● Input records:
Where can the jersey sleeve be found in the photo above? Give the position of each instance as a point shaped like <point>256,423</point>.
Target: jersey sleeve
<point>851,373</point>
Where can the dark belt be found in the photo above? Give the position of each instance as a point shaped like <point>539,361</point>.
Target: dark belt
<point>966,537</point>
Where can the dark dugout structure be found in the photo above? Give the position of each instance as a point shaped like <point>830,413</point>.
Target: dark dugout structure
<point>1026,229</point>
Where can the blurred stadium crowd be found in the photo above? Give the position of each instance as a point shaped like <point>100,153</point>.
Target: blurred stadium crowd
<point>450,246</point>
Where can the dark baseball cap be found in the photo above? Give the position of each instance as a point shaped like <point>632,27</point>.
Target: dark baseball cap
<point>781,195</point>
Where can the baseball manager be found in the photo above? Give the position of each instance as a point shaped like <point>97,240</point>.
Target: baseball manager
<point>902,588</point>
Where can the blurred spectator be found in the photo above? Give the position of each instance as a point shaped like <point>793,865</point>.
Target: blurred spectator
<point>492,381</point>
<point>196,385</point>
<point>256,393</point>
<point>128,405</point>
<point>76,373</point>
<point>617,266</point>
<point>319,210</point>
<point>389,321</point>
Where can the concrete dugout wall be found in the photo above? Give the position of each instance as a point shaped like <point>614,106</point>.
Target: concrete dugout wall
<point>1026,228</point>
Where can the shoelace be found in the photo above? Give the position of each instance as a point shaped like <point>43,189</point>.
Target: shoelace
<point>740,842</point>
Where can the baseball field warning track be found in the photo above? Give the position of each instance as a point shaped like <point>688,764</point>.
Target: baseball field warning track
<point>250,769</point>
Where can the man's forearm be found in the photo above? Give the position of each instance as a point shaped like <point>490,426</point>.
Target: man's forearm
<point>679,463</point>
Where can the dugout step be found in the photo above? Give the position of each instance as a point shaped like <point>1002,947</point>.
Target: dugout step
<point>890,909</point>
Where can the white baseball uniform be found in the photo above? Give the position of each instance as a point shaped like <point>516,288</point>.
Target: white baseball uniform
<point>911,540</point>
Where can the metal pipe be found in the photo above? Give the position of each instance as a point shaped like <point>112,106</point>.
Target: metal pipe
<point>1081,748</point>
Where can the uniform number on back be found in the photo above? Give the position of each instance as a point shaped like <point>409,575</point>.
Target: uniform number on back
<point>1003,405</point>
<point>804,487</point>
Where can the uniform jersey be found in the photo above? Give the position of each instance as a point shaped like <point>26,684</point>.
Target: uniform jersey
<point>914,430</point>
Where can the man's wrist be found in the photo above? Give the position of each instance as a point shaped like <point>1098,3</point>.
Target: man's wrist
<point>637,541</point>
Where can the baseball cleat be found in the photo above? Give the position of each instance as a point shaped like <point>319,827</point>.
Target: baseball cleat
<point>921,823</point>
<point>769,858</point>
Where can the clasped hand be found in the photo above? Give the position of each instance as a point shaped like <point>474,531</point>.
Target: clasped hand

● What is required:
Copy each line in the entries above where the word "clasped" shows up.

● Final answer:
Where can the clasped hand be found in the photo above? Give the position of each instance as a point shaped like <point>474,531</point>.
Target: clasped hand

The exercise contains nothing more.